* START *

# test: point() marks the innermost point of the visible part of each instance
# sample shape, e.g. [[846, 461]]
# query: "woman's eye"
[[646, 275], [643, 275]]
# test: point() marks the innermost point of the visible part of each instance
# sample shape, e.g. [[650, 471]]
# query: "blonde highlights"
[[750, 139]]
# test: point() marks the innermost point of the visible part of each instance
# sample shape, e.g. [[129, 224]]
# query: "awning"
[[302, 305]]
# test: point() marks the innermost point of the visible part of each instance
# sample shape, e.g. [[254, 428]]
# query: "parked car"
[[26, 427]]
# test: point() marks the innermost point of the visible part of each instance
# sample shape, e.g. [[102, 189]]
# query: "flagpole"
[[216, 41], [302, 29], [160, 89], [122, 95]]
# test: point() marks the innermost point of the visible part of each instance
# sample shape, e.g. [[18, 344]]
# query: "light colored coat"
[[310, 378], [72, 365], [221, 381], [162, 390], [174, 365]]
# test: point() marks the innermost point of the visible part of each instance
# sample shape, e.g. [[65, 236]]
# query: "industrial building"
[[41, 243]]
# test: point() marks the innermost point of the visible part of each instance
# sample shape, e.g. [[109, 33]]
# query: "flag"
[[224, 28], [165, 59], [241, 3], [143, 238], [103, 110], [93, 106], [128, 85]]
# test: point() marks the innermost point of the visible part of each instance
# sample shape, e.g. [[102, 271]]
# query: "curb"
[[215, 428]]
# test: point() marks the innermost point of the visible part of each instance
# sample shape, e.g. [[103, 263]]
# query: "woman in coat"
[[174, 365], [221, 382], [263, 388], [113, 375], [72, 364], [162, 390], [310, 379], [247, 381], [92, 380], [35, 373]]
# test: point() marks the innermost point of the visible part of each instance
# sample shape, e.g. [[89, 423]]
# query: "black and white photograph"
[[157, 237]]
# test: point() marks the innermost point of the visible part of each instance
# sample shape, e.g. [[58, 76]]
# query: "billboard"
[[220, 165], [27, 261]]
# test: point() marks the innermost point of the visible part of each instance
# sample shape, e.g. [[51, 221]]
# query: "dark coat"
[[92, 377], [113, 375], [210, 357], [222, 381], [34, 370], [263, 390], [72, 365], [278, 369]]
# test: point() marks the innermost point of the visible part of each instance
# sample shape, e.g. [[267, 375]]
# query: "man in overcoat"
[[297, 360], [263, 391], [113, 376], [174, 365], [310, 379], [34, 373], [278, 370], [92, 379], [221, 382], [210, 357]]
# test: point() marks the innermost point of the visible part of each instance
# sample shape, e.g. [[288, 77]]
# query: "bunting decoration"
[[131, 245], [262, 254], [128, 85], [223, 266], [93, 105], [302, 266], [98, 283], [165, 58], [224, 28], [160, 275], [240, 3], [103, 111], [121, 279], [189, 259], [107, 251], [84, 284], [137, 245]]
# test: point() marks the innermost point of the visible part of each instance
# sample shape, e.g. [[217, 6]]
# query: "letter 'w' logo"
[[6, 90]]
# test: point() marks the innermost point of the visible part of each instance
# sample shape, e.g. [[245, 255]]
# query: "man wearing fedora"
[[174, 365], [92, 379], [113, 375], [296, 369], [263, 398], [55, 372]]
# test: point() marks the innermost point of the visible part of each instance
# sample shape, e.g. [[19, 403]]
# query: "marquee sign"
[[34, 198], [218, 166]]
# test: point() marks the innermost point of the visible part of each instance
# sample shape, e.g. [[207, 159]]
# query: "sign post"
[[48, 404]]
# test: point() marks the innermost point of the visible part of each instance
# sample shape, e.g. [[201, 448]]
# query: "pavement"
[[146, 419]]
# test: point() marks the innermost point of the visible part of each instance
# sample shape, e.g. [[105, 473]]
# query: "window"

* END *

## Request
Swap "sample shape" for "example format" everywhere it occurs in the entries above, and write out all the entries again with nothing else altered.

## Expected answer
# test: point() marks the innermost point of the visible part of each instance
# example format, e.g. [[846, 461]]
# query: "woman's eye"
[[646, 275], [643, 275]]
# test: point() marks the innermost point of the visible part of each instance
# example format, e.g. [[650, 471]]
# query: "blonde highlights"
[[750, 139]]
# test: point() marks the innermost point of the visible part of each instance
# example format, e.g. [[129, 224]]
# query: "awning"
[[302, 305]]
# test: point() marks the innermost point of the visible part of each instance
# example format, e.g. [[254, 428]]
# query: "parked car"
[[26, 427]]
# test: point() marks the innermost point of the visible part of each instance
# example format, e.g. [[102, 189]]
# query: "flagpole"
[[216, 41], [302, 29], [160, 89], [122, 95]]
# test: point() marks the innermost point of the visible part of each instance
# example format, e.g. [[18, 344]]
# query: "light colored coat"
[[310, 378], [72, 365], [221, 381], [162, 390], [174, 365]]
# test: point() marks the innermost point of the visible part of each instance
# example format, e.g. [[65, 236]]
# query: "industrial building"
[[41, 243]]
# test: point() marks the innermost point of the visible part of each instance
# example format, e.g. [[109, 33]]
# query: "flag"
[[224, 28], [165, 59], [241, 3], [143, 238], [103, 110], [93, 106], [128, 85]]
# test: point() marks the innermost point of the visible part of each instance
# example format, e.g. [[102, 271]]
# query: "curb"
[[215, 428]]
# test: point() marks the innermost point of the visible part of each instance
# example format, e.g. [[103, 263]]
# query: "woman in coat"
[[174, 365], [221, 382], [263, 388], [113, 375], [72, 364], [162, 390], [310, 379], [247, 381], [92, 380], [35, 373]]
# test: point() marks the innermost point of the visible part of each instance
# example format, e.g. [[89, 423]]
# query: "black and white photograph"
[[157, 237]]
# test: point() marks the innermost point of the visible part of each instance
# example format, e.g. [[58, 76]]
# query: "billboard"
[[220, 165], [27, 261]]
# test: point() marks the innermost point of the visible part of each instance
# example format, e.g. [[51, 221]]
# query: "dark coat"
[[92, 377], [113, 375], [210, 357], [222, 381], [34, 370], [263, 390], [72, 365], [278, 369]]
# test: point() marks the innermost point of the visible part of each instance
# example format, e.g. [[267, 375]]
# query: "man in overcoat"
[[297, 360], [263, 391], [113, 376], [174, 365], [310, 379], [34, 373], [278, 370], [92, 379], [221, 382], [210, 357]]
# test: point() marks the innermost point of the visible part of each instance
# example format, e.g. [[288, 77]]
# query: "bunting decoration"
[[131, 245], [262, 254], [128, 85], [223, 266], [93, 105], [302, 266], [98, 283], [165, 58], [224, 28], [160, 275], [240, 3], [103, 111], [121, 279], [189, 259], [107, 251], [84, 284], [137, 245]]
# test: point() marks the innermost point of the visible part of each instance
# example format, e.g. [[217, 6]]
# query: "letter 'w' logo"
[[6, 90]]
# test: point() marks the innermost point of the visible part of each instance
# example format, e.g. [[245, 255]]
# query: "man wearing fedora"
[[174, 365], [92, 379], [113, 375], [296, 369], [263, 398], [55, 372]]
# test: point() marks the innermost point of the visible part of each instance
# example format, e.g. [[19, 403]]
# query: "marquee sign"
[[34, 198], [218, 166]]
# test: point() marks the innermost point of the visible part of each instance
# example format, e.g. [[207, 159]]
# query: "sign post"
[[48, 404]]
# test: point() marks the innermost point of the visible part of each instance
# example format, e.g. [[201, 448]]
# query: "pavement"
[[146, 419]]
# test: point() marks the innermost point of the visible part of each instance
# example format, e.g. [[105, 473]]
# query: "window"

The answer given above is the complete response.